--- begin Passage ---

Transaction costs due to distributional conflicts, political settlements, and weak enforcement capacity have important implications for the implementation of property rights in developing countries. While critical analysis of these factors is missing in the mainstream economics approach to property rights, it is obvious that incorporating such analysis will be crucial in designing policies to minimize transaction costs that hinder an efficient functioning of property rights. Specifically, there is a need for an alignment of interests among powerful political and economic interests if property rights are to be more efficient at reducing transaction costs. 

A fundamental limitation of contemporary property rights theory is its inability to incorporate factors that might reduce property rights from solving transaction costs, particularly in developing countries. This piece reviews the mainstream explanation of the relationship between property rights and transaction costs and then evaluates factors that can inhibit property rights from reducing relevant transaction costs, which include distributional conflicts, costly enforcement capacity, political settlement, and measurement problems. Major emphasis is placed on social conflicts and organization of power which are missing from the conventional analysis of property rights.

--- end Passage ---
--- begin Data provided ---

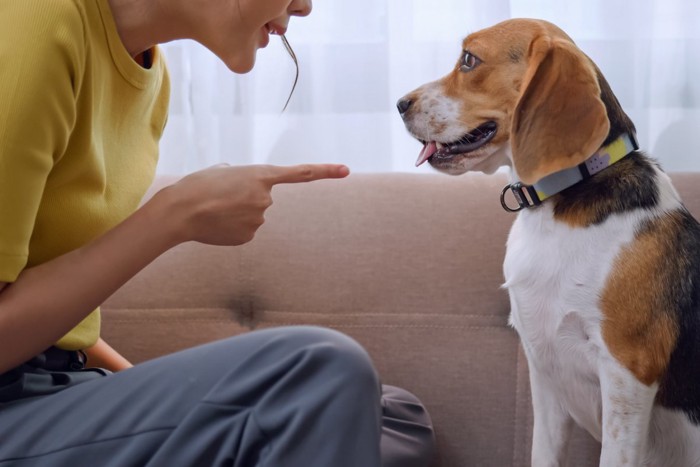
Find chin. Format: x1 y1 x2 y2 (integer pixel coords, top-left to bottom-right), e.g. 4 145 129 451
428 144 511 175
219 50 257 75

--- end Data provided ---

*Stated problem 1*. According to the passage on property rights, what is needed among powerful political and economic interests if property rights are to be more efficient at reducing transaction costs?
*Stated problem 2*. Give the property rights passage again from "A fundamental limitation" to "analysis of property rights.", word for word.
*Stated problem 3*. Summarize the property rights passage in two sentences.

*Answer 1*. An alignment of their interests.

*Answer 2*.
A fundamental limitation of contemporary property rights theory is its inability to incorporate factors that might reduce property rights from solving transaction costs, particularly in developing countries. This piece reviews the mainstream explanation of the relationship between property rights and transaction costs and then evaluates factors that can inhibit property rights from reducing relevant transaction costs, which include distributional conflicts, costly enforcement capacity, political settlement, and measurement problems. Major emphasis is placed on social conflicts and organization of power which are missing from the conventional analysis of property rights.

*Answer 3*. Mainstream property rights theory fails to account for factors that can keep property rights from reducing transaction costs in developing countries, such as distributional conflicts, political settlements, costly or weak enforcement capacity, and measurement problems. The passage emphasizes social conflicts and the organization of power, and holds that property rights will be more efficient at reducing transaction costs only if powerful political and economic interests are aligned.